• [DIRECTIVE]: Write out verbatim the passage of the child support excerpt that begins with the words "Child support is not" and ends with "to an ex-wife?".

This approach has tremendous strengths. It is simple and it is standard. It ensures that support paying parents with the same level of income will pay the same amount of child support.
Second, I would like to deal with the issue of tax treatment. As most of us know, the change we are making has been controversial. I support the changes to the tax treatment for a number of reasons. Currently child support payments are tax deductible for the payer and taxable for the recipient. This rule was put in place 54 years ago and it needs to be changed.
Child support is not income for the parent but is money intended for children and as such it should not be taxed. While I am not divorced, when I spend money on my children it is not tax deductible. If I were to become divorced why should it become tax deductible if it was sent to an ex-wife?
Even when incomes are different, the courts often times do not take into account the tax liability. Therefore, by making this rule it will be taken out of the equation.
The no deduction, no inclusion approach will not come into effect until May 1, 1997. It will apply to all new awards made after that date but it will not apply after that date to existing awards unless parties agree or unless a court directs that the changes be made. By waiting 14 months, Canadians everywhere, as well as the provincial governments, are being given the time to adjust to these new rules.
The second most important part of the bill is the area of enforcement. The guidelines or any law for that matter are absolutely useless if we do not have the appropriate enforcement in place to make the law work.
Let me make it clear from the outset that I acknowledge that the vast majority of parents make their payments on time and deserve our respect. These parents take their responsibility seriously and they follow through. I want to point out emphatically that this bill is about the chronic defaulter and the enforcement provisions in it will apply to people who are far too many in number but by and large are not typical of the majority.
Wilful and chronic default by people who can pay but refuse to pay child support is simply unacceptable. The bill will do a number of things. Let me just mention a few of them. Federal legislation will authorize us to suspend federal licences and certificates such as passports in cases of persistent default. The provinces will be allowed access to the database of Revenue Canada to help trace persistent defaulters. Money and effort will be invested in upgrading computer systems to share information among the provinces to help in co-ordinating their efforts.
Some of these measures may seem particularly harsh, but when one looks at the consequences of defaulting parents and the negative effects it has on children and the fact that often the family in which these children live have to go to food banks and incur the negative effects of poverty, these measures are appropriate.

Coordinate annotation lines
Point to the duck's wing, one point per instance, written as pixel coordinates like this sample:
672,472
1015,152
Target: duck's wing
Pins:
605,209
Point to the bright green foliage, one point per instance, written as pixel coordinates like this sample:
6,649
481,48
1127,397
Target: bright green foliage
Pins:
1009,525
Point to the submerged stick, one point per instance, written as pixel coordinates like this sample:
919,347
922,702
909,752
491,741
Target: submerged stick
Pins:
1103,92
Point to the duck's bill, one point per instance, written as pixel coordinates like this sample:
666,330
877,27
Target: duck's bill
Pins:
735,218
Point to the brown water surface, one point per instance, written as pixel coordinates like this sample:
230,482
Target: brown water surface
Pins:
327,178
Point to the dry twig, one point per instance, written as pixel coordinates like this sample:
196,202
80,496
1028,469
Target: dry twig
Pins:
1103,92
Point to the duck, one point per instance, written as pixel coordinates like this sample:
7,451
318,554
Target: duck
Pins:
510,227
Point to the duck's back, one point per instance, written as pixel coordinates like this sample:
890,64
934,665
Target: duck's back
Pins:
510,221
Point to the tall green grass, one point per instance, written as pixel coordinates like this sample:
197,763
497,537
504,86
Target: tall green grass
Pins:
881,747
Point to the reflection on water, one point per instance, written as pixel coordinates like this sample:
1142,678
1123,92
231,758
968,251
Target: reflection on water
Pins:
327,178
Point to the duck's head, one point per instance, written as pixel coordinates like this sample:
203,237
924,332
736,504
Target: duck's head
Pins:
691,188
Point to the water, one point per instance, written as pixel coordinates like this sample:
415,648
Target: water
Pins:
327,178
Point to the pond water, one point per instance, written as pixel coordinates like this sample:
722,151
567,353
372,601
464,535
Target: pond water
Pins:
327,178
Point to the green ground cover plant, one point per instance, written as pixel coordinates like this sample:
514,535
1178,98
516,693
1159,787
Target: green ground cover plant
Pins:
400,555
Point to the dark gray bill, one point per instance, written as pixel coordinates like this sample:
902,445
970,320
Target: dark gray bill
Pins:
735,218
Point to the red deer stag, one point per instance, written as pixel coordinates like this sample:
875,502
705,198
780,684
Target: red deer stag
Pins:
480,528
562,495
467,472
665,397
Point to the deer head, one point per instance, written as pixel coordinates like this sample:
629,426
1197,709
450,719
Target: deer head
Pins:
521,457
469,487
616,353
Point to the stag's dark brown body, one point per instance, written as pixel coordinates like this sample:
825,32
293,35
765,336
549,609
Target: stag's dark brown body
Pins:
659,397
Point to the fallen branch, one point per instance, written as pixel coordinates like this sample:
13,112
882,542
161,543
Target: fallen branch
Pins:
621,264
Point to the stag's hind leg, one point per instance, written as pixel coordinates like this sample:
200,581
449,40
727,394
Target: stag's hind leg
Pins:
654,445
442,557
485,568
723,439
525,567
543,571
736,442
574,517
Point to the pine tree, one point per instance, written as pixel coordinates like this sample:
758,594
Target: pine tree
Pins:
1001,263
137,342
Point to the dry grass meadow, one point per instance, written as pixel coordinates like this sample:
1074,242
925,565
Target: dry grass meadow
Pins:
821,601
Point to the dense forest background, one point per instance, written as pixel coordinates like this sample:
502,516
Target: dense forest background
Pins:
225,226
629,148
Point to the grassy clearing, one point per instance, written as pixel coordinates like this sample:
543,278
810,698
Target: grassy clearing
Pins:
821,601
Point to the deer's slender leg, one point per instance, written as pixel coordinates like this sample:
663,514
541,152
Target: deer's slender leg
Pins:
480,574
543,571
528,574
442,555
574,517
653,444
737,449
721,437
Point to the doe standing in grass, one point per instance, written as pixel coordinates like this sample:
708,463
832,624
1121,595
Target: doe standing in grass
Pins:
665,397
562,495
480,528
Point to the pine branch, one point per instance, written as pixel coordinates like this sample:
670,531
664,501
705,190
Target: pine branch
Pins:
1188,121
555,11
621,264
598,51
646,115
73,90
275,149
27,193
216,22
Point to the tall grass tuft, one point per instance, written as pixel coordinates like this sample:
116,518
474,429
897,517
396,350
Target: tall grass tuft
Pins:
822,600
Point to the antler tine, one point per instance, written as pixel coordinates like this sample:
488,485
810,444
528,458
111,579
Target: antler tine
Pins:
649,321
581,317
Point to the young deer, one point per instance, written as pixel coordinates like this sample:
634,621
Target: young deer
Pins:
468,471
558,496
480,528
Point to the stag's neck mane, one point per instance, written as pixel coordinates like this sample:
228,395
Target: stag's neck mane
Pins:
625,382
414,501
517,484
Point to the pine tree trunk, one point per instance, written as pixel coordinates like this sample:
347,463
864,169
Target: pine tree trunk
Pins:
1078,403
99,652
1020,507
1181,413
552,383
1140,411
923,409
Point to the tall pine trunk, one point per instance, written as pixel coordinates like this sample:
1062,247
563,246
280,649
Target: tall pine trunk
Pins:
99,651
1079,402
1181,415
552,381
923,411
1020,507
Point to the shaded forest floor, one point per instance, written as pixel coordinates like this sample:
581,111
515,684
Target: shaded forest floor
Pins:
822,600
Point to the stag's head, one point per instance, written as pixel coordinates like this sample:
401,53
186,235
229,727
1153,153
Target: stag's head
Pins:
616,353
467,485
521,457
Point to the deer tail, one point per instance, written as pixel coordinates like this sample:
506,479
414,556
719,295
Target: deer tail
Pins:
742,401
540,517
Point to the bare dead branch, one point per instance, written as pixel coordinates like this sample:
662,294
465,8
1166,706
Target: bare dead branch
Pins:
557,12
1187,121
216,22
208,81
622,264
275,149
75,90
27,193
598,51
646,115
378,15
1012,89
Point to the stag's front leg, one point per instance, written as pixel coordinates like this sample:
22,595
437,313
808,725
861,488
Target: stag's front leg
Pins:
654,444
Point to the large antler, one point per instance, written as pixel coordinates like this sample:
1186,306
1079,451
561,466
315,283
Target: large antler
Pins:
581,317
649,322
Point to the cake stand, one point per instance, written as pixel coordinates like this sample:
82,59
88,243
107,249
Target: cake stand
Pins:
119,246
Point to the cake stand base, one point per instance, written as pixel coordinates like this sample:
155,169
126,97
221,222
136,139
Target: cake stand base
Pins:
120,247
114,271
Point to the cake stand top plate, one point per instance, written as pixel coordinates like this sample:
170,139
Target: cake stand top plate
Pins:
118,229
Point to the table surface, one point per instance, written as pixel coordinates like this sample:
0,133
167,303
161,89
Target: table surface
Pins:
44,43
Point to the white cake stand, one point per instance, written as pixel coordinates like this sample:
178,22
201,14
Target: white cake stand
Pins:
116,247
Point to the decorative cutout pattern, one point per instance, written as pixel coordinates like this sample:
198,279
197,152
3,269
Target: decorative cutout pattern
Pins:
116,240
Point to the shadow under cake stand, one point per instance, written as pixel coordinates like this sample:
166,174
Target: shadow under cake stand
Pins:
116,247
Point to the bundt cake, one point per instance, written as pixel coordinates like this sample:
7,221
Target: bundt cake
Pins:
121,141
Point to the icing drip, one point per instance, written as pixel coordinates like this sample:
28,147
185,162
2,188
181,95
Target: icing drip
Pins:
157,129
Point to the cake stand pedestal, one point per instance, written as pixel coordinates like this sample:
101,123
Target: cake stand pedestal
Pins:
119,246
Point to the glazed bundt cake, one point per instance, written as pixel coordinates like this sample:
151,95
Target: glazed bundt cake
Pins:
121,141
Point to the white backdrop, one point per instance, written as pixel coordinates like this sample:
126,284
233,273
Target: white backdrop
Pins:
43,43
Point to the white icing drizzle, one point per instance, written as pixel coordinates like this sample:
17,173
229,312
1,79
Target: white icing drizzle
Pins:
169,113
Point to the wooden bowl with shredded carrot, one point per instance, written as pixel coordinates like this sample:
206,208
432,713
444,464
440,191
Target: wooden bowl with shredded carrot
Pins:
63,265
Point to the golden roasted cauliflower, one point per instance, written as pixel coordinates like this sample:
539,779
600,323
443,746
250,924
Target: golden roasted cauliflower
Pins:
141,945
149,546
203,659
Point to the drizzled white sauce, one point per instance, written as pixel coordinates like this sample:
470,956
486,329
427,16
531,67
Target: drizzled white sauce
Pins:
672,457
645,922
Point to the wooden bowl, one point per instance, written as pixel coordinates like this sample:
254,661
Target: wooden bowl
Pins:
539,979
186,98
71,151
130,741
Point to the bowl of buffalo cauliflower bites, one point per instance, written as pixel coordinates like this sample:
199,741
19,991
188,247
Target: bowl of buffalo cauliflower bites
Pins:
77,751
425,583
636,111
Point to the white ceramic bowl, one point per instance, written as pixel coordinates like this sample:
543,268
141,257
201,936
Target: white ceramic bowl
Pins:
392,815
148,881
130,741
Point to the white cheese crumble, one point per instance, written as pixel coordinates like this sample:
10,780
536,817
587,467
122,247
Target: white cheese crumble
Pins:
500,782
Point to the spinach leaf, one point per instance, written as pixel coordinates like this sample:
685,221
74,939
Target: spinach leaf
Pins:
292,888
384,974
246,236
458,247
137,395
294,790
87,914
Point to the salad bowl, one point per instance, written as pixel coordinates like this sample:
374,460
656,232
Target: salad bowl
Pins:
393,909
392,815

• [COMPLETE RESPONSE]:
Child support is not income for the parent but is money intended for children and as such it should not be taxed. While I am not divorced, when I spend money on my children it is not tax deductible. If I were to become divorced why should it become tax deductible if it was sent to an ex-wife?